• **What is needed**: In the items below, repeat verbatim every line from the one containing "Indicate the pomegranate" to the one containing "point(155, 165)", with both of those lines included.

[Data records]
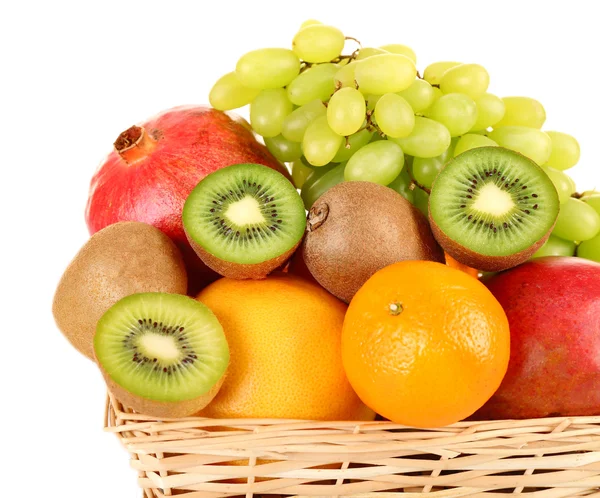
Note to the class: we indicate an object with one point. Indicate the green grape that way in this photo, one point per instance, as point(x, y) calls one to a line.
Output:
point(228, 93)
point(372, 101)
point(321, 184)
point(425, 169)
point(530, 142)
point(522, 111)
point(268, 110)
point(345, 75)
point(437, 95)
point(295, 124)
point(320, 143)
point(366, 52)
point(434, 72)
point(428, 139)
point(346, 111)
point(469, 79)
point(378, 162)
point(472, 141)
point(267, 68)
point(577, 221)
point(563, 184)
point(592, 200)
point(397, 48)
point(283, 149)
point(490, 110)
point(300, 172)
point(316, 173)
point(394, 116)
point(355, 142)
point(565, 150)
point(309, 22)
point(314, 83)
point(318, 43)
point(421, 201)
point(420, 95)
point(455, 111)
point(402, 185)
point(555, 246)
point(590, 249)
point(385, 73)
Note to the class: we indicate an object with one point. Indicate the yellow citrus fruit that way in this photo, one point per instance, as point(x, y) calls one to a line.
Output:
point(424, 344)
point(284, 336)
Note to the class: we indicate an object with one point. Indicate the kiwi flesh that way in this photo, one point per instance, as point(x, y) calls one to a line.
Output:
point(163, 355)
point(244, 220)
point(356, 229)
point(121, 259)
point(491, 208)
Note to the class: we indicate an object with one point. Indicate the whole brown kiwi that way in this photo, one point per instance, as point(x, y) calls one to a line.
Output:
point(358, 228)
point(122, 259)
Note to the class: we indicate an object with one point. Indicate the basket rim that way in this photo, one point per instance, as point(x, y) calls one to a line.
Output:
point(116, 415)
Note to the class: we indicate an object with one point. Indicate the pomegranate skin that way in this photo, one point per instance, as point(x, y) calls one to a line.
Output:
point(181, 146)
point(553, 309)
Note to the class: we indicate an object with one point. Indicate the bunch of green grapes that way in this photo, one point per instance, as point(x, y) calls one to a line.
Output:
point(371, 116)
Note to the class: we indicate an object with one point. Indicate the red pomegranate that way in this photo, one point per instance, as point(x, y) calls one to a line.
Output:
point(155, 165)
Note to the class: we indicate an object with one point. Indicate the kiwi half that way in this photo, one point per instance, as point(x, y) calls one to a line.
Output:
point(244, 220)
point(491, 208)
point(164, 355)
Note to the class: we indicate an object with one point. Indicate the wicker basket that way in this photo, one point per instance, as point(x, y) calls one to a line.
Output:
point(213, 458)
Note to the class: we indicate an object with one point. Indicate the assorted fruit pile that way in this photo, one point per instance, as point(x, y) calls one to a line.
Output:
point(396, 244)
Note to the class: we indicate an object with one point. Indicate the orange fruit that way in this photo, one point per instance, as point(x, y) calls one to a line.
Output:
point(425, 345)
point(284, 336)
point(452, 263)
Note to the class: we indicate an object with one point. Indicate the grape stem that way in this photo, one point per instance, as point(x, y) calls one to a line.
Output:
point(354, 39)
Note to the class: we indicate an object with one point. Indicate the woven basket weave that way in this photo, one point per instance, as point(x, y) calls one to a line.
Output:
point(214, 458)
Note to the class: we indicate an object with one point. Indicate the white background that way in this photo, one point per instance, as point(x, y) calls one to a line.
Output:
point(74, 75)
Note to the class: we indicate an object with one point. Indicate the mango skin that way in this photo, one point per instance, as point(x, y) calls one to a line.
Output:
point(553, 308)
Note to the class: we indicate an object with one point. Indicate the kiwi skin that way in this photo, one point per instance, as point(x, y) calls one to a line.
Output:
point(121, 259)
point(480, 261)
point(161, 409)
point(241, 271)
point(358, 228)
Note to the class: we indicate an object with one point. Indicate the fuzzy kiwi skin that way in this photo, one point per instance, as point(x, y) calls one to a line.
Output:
point(161, 409)
point(479, 261)
point(121, 259)
point(240, 271)
point(367, 227)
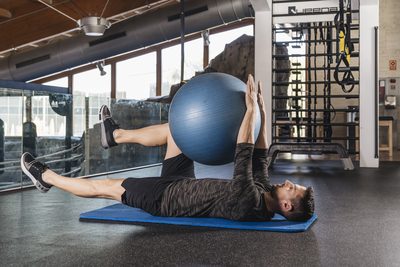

• **Reply**:
Note to the class: we indicate an object with one point. Indicate the pomegranate skin that way in this photo, one point per instance, as point(x, y) calls one to a line.
Output:
point(181, 146)
point(553, 309)
Note to the class: we indicate an object with one point. Indicate the bunch of green grapes that way in this photo, one point per instance, as point(x, y) calls one to a line.
Output:
point(371, 116)
Note to the class: we indicate an object with one point. Indicate the red pomegranate that way in this photo, one point per instance, as point(x, y) calls one to a line.
Output:
point(155, 165)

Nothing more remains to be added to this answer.